● **VORLIEGENDER TEXT**

--------------------

Dass seine Leistungen bisher schwankend waren, verneint er keineswegs. Im Gegenteil, wie er erklärt: „Ich analysiere und kritisiere mich selber stark, es gab bisher kaum ein Spiel, nach welchem ich mit mir wirklich zufrieden war.“ Manchmal mache er sich aber zu viele Gedanken, bringe sich dadurch während des Spiels selber in Schwierigkeiten, ergänzt er. Dazu kam, dass er sporadisch Schmerzen am Ellbogen verspürte. Diese hinderten ihn, weil er genau wusste, dass es wehtun würde, wenn er voll draufhält. Er ist zuversichtlich, dass sich dies schnell bessert. Seinem anderen medizinischen Problem, dem kreisrunden Haarausfall, der im letzten Sommer plötzlich auftauchte, begegnete er zuletzt mit einem Kahlschnitt. Er ist erstaunt, dass im Jahr 2020 diese Störung im Auto-Immun System nicht behandelbar ist und das einzige Mittel Abwarten heisst. Positiv sei aber, dass ihn dies körperlich keineswegs beeinträchtige, zeigt er sich erleichtert.

--------------------

● **KURZE ÜBUNG 1**
Bitte prüfe, ob die folgenden Aussagen zum vorliegenden Text stimmen, und antworte jeweils mit Ja oder Nein samt den entscheidenden Worten des Textes als genauem Zitat.
(a) Er bestreitet, dass seine Leistungen bisher schwankend waren.
(b) Auf den kreisrunden Haarausfall reagierte er zuletzt mit einem Kahlschnitt.
(c) Der Haarausfall beeinträchtigt ihn körperlich.

--------------------

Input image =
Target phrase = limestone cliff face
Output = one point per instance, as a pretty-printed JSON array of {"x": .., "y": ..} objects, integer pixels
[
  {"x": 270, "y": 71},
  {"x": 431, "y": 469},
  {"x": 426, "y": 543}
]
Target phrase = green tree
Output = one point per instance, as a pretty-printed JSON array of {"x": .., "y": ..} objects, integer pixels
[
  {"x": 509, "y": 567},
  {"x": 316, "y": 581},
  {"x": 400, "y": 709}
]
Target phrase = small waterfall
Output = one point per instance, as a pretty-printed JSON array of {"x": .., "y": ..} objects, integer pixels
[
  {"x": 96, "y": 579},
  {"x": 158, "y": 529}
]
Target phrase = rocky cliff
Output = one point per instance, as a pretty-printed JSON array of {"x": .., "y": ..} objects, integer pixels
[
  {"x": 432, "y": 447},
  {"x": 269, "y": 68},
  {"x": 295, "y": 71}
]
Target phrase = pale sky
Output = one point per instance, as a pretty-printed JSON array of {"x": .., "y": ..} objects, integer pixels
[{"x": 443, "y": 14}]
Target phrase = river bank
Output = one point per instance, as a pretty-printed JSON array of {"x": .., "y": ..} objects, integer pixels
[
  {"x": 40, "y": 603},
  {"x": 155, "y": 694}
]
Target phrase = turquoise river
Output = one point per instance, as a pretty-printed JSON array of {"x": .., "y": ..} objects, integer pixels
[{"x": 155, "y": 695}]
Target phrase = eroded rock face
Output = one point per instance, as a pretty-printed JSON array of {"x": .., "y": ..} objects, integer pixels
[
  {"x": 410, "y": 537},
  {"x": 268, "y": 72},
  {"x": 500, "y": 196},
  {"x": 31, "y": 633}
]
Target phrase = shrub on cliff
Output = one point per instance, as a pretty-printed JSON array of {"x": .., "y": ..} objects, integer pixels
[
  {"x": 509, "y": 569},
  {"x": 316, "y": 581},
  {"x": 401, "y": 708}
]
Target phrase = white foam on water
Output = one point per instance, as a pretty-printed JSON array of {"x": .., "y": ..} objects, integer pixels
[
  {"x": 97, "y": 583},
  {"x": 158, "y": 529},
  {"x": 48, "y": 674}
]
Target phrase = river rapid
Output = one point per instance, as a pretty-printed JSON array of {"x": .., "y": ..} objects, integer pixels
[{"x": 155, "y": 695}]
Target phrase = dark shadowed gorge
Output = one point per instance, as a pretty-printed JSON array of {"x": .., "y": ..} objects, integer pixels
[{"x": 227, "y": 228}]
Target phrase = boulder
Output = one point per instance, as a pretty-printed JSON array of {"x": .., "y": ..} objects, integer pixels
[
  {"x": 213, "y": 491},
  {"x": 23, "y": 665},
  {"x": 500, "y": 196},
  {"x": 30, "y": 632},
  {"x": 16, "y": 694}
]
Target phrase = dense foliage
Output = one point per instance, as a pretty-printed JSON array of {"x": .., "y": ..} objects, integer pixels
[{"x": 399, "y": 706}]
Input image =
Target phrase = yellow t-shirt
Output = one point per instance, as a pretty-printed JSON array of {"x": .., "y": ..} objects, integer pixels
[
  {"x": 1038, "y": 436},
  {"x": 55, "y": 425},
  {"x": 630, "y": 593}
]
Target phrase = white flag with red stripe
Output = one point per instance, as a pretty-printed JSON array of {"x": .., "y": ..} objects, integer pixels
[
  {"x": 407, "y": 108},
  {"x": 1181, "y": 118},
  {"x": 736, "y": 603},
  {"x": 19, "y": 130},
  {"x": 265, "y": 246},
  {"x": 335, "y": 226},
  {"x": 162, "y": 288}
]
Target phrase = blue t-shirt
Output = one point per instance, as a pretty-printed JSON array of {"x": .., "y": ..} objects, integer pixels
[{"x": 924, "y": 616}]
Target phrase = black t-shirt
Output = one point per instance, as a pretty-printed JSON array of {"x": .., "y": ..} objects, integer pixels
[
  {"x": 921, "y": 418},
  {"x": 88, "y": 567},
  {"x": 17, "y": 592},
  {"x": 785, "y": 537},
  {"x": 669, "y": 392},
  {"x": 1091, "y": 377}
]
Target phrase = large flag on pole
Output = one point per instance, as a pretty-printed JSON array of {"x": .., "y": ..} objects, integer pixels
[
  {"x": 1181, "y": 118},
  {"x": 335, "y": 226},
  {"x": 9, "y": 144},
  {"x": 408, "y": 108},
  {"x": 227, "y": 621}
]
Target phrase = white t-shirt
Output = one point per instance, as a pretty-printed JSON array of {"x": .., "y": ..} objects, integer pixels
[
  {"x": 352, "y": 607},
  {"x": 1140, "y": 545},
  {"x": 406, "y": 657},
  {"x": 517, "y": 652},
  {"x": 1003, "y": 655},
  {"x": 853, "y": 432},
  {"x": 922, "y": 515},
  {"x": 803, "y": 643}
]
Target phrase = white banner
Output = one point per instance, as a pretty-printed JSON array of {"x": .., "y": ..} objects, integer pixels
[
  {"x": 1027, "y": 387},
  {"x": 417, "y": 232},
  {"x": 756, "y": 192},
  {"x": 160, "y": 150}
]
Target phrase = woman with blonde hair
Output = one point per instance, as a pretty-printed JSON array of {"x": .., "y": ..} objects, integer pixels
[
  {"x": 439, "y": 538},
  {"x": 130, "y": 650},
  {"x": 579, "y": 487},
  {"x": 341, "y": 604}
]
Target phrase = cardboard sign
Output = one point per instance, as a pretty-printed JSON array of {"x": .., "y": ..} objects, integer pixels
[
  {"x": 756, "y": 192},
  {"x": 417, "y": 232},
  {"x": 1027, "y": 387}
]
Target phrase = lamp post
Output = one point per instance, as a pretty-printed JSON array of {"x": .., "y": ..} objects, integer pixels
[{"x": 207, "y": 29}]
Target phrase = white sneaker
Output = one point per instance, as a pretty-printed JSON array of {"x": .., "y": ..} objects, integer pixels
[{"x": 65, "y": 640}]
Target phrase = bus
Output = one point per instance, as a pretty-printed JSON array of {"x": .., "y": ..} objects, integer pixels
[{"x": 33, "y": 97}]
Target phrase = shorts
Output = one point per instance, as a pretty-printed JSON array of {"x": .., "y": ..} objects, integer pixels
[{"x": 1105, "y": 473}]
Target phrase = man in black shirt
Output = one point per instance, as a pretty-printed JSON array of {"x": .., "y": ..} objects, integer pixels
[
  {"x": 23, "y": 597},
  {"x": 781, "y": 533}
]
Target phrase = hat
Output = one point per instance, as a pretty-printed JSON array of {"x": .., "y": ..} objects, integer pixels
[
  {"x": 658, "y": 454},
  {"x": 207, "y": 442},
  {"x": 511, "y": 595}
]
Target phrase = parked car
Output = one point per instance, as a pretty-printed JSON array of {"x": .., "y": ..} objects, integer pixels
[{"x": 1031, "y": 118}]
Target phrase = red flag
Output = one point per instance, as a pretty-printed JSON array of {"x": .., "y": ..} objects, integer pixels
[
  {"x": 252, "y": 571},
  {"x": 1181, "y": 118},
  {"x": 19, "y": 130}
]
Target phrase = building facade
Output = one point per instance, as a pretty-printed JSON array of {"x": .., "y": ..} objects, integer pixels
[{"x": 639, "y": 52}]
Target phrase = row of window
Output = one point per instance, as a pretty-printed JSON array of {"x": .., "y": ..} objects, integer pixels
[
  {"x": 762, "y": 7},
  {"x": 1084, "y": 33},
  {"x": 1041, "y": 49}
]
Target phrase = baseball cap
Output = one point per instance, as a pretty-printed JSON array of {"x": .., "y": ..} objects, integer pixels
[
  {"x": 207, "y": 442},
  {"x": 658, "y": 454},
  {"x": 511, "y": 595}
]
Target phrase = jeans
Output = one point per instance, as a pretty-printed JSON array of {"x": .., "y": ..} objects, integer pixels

--------------------

● **KURZE ÜBUNG 2**
Zähle die Zeilen der vorliegenden Auflistung, in denen die Zeichenfolge „with“ vorkommt, wobei Groß- und Kleinschreibung zu beachten ist. Nenne nur die Anzahl.

● **ANTWORT 1**
(a) Nein: „Dass seine Leistungen bisher schwankend waren, verneint er keineswegs.“
(b) Ja: „begegnete er zuletzt mit einem Kahlschnitt“
(c) Nein: „dass ihn dies körperlich keineswegs beeinträchtige“

● **ANTWORT 2**
2